TEXT SEGMENT:
======
This promise to his daughter is what drives Cooper's survival instinct out in the great unknown. He wants nothing more then to get back home to his daughter. Amelia talks to Cooper about the other astronauts  that are waiting on the other planets to be picked back up. She tells him that they all had no families and no attachments. Her father believed that this would be important and allow them to focus on the mission at hand rather then about surviving and getting home to their families.
The group arrive on one of the planets to find one of the scientists, Mann, that had been sent into space years before. He wakes up in tears at the sight of another human being (something that he thought he would never see again). He tells the group that the planet is livable down near the surface. They begin to set things up to start the colony and return home when Mann turns on Cooper while they are out exploring. Mann has lied about all of the data in order to get someone to just come and rescue him. He gives a speech about survival and how we will always fight for it. Even without human attachment, Mann wants nothing more to make it out of this alive, but at what cost. He has no human attachments back on earth, therefore he has nothing to fight for except his own survival. The one thing that Professor Brand thought to be the most essential part for his explorers, turned out to be the most damaging.
While Cooper is influenced by his love and desire to return home to his children, all of his decisions are based on their survival-Not his own. He went on this mission so that they would have a new place to live. It is with this that Cooper is able to make the sound decisions that he does rather then the rash ones in a simple fight for flight manner. He has known his entire life that his actions have consequences for the people around him. Mann only ever had to care about himself. How can a person who has only cared about themselves, ever truly be able to make the decisions necessary to save the entire human population?
======
SUPPLIED DATA:
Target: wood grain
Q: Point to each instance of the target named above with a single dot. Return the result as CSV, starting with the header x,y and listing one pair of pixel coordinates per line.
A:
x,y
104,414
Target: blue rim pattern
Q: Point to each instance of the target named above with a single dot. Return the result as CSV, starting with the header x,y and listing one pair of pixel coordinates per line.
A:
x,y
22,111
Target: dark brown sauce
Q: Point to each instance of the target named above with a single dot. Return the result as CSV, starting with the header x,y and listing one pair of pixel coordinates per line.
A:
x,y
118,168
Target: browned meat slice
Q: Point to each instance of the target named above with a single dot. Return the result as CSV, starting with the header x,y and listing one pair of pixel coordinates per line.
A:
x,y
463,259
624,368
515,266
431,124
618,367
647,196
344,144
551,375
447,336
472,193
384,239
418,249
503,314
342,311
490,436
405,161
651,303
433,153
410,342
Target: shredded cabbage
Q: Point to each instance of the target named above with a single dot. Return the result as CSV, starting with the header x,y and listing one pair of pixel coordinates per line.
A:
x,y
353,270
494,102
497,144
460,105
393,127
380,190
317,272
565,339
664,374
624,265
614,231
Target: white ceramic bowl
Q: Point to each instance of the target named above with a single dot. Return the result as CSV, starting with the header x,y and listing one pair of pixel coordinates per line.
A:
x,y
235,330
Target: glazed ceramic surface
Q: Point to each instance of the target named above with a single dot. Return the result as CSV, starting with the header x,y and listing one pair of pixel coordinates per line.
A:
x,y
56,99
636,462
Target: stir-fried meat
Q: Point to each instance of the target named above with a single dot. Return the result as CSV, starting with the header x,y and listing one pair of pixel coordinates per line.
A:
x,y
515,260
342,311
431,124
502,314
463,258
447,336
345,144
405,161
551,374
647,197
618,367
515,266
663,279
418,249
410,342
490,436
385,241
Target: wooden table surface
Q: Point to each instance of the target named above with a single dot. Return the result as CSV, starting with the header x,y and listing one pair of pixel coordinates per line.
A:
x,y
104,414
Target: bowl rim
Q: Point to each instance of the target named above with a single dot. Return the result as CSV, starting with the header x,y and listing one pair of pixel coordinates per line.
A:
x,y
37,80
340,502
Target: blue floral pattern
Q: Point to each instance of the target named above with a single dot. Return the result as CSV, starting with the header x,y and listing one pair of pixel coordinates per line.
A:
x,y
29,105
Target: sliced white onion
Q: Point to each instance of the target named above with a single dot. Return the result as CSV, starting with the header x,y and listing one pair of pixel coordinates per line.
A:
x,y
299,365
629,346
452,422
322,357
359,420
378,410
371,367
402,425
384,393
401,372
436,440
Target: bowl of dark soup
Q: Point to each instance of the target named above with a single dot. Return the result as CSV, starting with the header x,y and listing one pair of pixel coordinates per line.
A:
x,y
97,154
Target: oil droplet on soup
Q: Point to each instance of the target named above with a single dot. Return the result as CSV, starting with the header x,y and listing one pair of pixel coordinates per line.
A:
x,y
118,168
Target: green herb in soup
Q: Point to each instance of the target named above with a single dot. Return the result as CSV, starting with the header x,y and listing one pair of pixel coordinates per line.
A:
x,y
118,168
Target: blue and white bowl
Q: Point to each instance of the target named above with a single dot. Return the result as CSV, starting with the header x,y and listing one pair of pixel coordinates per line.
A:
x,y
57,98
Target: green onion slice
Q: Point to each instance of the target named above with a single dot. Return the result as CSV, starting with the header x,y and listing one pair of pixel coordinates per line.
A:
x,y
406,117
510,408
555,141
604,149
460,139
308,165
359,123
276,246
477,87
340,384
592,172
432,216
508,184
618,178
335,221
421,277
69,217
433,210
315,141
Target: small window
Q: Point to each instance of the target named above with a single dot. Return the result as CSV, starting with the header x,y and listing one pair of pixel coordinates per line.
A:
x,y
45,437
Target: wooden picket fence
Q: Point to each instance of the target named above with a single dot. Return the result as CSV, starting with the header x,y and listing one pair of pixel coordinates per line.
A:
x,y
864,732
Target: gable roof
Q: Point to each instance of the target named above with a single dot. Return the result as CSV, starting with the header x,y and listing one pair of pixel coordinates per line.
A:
======
ASSIGNMENT: Reproduce the entire text about Cooper, Mann, and survival word for word.

SOLUTION BELOW:
This promise to his daughter is what drives Cooper's survival instinct out in the great unknown. He wants nothing more then to get back home to his daughter. Amelia talks to Cooper about the other astronauts  that are waiting on the other planets to be picked back up. She tells him that they all had no families and no attachments. Her father believed that this would be important and allow them to focus on the mission at hand rather then about surviving and getting home to their families.
The group arrive on one of the planets to find one of the scientists, Mann, that had been sent into space years before. He wakes up in tears at the sight of another human being (something that he thought he would never see again). He tells the group that the planet is livable down near the surface. They begin to set things up to start the colony and return home when Mann turns on Cooper while they are out exploring. Mann has lied about all of the data in order to get someone to just come and rescue him. He gives a speech about survival and how we will always fight for it. Even without human attachment, Mann wants nothing more to make it out of this alive, but at what cost. He has no human attachments back on earth, therefore he has nothing to fight for except his own survival. The one thing that Professor Brand thought to be the most essential part for his explorers, turned out to be the most damaging.
While Cooper is influenced by his love and desire to return home to his children, all of his decisions are based on their survival-Not his own. He went on this mission so that they would have a new place to live. It is with this that Cooper is able to make the sound decisions that he does rather then the rash ones in a simple fight for flight manner. He has known his entire life that his actions have consequences for the people around him. Mann only ever had to care about himself. How can a person who has only cared about themselves, ever truly be able to make the decisions necessary to save the entire human population?